#### EXERCISE INSTRUCTIONS
Lay out every line of the records below as a Markdown table with the columns "Number" and "Entry", putting each line's position in the first column and the line itself in the second. Leave out blank lines.

## Start DATA FOR THIS EXERCISE

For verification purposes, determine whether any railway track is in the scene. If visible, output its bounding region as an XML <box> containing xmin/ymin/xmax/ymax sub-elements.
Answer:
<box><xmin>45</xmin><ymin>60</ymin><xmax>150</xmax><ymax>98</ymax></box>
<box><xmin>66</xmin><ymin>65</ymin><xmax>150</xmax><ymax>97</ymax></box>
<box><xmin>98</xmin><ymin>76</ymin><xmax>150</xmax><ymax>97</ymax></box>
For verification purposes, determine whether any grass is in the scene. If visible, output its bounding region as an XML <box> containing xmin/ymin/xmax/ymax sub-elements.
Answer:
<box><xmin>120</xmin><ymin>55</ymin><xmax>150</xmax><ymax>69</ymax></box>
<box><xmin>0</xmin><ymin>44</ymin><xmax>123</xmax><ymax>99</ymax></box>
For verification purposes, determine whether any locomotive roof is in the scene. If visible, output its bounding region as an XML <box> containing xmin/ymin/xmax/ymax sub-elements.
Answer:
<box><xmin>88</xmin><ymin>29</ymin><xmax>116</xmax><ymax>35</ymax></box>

## End DATA FOR THIS EXERCISE

#### FINISHED ANSWER
| Number | Entry |
|---|---|
| 1 | For verification purposes, determine whether any railway track is in the scene. If visible, output its bounding region as an XML <box> containing xmin/ymin/xmax/ymax sub-elements. |
| 2 | Answer: |
| 3 | <box><xmin>45</xmin><ymin>60</ymin><xmax>150</xmax><ymax>98</ymax></box> |
| 4 | <box><xmin>66</xmin><ymin>65</ymin><xmax>150</xmax><ymax>97</ymax></box> |
| 5 | <box><xmin>98</xmin><ymin>76</ymin><xmax>150</xmax><ymax>97</ymax></box> |
| 6 | For verification purposes, determine whether any grass is in the scene. If visible, output its bounding region as an XML <box> containing xmin/ymin/xmax/ymax sub-elements. |
| 7 | Answer: |
| 8 | <box><xmin>120</xmin><ymin>55</ymin><xmax>150</xmax><ymax>69</ymax></box> |
| 9 | <box><xmin>0</xmin><ymin>44</ymin><xmax>123</xmax><ymax>99</ymax></box> |
| 10 | For verification purposes, determine whether any locomotive roof is in the scene. If visible, output its bounding region as an XML <box> containing xmin/ymin/xmax/ymax sub-elements. |
| 11 | Answer: |
| 12 | <box><xmin>88</xmin><ymin>29</ymin><xmax>116</xmax><ymax>35</ymax></box> |